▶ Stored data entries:
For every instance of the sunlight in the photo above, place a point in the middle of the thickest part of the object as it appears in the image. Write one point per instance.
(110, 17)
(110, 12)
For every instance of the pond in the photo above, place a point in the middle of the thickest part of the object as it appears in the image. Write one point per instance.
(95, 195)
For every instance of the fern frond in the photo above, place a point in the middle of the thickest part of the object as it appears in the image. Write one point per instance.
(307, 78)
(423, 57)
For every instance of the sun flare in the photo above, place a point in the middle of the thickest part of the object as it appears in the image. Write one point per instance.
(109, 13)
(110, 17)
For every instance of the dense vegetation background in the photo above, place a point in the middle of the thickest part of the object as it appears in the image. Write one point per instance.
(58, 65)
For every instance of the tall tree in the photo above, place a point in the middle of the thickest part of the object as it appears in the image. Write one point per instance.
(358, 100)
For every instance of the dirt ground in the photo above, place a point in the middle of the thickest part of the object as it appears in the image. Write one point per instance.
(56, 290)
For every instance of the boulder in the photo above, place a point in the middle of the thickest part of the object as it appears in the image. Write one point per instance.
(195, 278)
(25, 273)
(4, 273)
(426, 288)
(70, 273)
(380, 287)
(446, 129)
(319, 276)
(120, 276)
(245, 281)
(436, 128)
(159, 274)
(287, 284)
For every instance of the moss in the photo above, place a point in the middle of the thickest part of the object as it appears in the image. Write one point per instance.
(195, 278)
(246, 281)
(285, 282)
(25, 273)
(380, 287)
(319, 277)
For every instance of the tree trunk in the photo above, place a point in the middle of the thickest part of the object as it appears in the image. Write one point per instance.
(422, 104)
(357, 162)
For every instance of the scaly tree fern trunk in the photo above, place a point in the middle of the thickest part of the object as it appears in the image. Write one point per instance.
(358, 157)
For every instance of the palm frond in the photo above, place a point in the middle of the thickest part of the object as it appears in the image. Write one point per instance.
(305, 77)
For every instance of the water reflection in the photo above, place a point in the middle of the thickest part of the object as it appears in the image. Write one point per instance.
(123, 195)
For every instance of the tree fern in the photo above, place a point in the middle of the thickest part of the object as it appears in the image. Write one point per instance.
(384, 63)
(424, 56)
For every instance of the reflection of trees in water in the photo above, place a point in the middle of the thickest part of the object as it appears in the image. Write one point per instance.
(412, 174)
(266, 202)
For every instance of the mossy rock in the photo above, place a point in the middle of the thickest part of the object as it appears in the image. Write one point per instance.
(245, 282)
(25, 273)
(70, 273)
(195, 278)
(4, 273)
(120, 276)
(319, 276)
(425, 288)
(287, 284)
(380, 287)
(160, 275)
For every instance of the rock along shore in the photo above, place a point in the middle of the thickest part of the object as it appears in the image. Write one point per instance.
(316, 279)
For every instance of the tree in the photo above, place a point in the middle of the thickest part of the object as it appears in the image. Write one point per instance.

▶ Problem statement: Transcribe verbatim everything from the line containing "For every instance of the mossy" down to the last of the rows, including both of these lines.

▶ Right answer:
For every instance of the mossy rock in the photo above, place a point in the middle of the thickest part of the object as it appears in the image. Write one point per instance.
(245, 282)
(25, 273)
(70, 273)
(195, 278)
(4, 273)
(120, 276)
(319, 276)
(425, 288)
(287, 284)
(380, 287)
(160, 275)
For every instance of the rock along shore in the photo above, place a point in the middle of the thickest part of the object as it appears in the image. Write one point per instance.
(316, 279)
For every instance of the tree in the photo above, place a point in the middle of the thickest part of the object as it appears in the image. Write one point per instance.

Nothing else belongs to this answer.